Exercice:
Répondez à ces questions sur l'extrait consacré à l'encadrement des loyers :
1. Quelle mesure y est présentée comme le moyen d'« améliorer » la situation des locataires ?
2. En quelle année l'idée a-t-elle été lancée ?
3. Sur quelle ville l'expérience a-t-elle finalement porté ?

Extrait de page:
=====
Posséder un bien, en France, fait immédiatement de vous un nanti, un riche, un propriétaire ventripotent. Si, par quelque malice torve d’un destin crapuleux, vous poussez le vice jusqu’à louer votre bien au lieu d’y séjourner, fortes sont les chances que vous ne soyez qu’un de ces méprisables vendeurs de sommeil. Et si ce n’est pas le cas, vous mériterez de toute façon le pal fiscal et la taxe vexatoire.
Ces onctueux présupposés un fois posés, nous pouvons à présent nous atteler à « améliorer » la situation pour les locataires, ces petits mammifères chétifs surexploités que l’État entend protéger de tout contre tous. Or, en République du Bisounoursland, où rien ne doit dépasser, tout doit être rangé bien comme il faut dans des cases, bien régulé, quoi de mieux qu’encadrer les loyers ?
Diable oui, pourquoi n’y avions-nous pas songé plus tôt ? Il a fallu attendre le lancement de cette idée génialissime courant 2015 par la non-moins brillantissime ministre Cosse du formidablissime gouvernement Valls pour enfin encadrer les loyers français afin de les apprivoiser, ces derniers étant retombés dans leurs travers sauvages alors que le régulateur avait le dos tourné.
Cependant, des difficultés apparaîtront assez vite et Valls devra faire marche arrière, n’autorisant finalement sa Cosse de ministre à ne tenter qu’une expérience sur la ville de Paris. Joie, bonheur et petits décrets municipaux bien serrés : l’encadrement des loyers parisiens était en route sous les applaudissements du public en délire. Un an plus tard, le bilan sera cependant violemment tiédasse : encore une fois, et en accord avec une nuée compacte d’économistes expliquant que l’encadrement des loyers est une ânerie olympique, ce fut un échec minable de plus au bilan d’un gouvernement français déjà passablement chargé question médiocrité.
=====
Informations fournies:
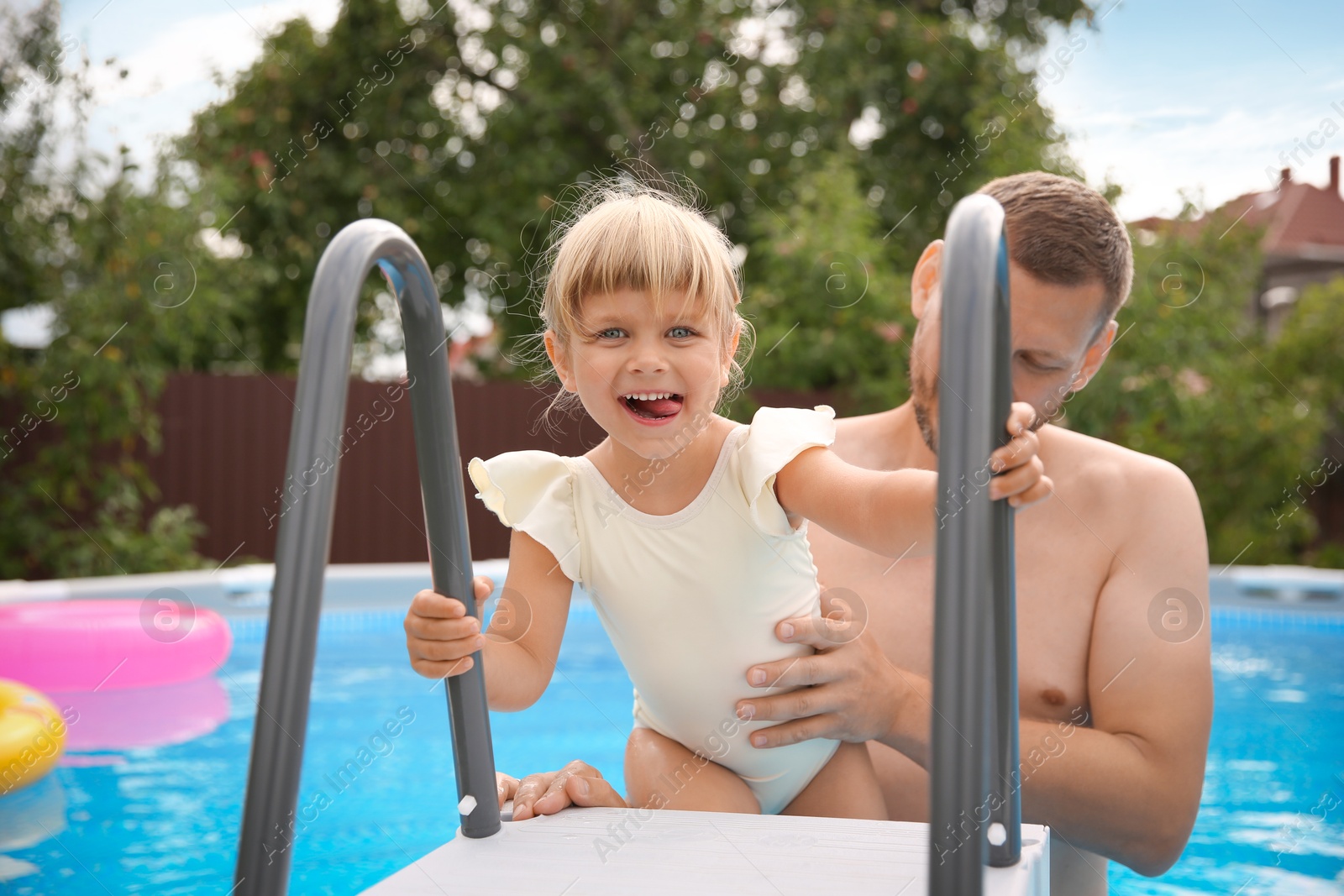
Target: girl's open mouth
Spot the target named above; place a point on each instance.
(652, 407)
=====
Réponse complète:
1. L'encadrement des loyers.
2. En 2015.
3. Sur la ville de Paris.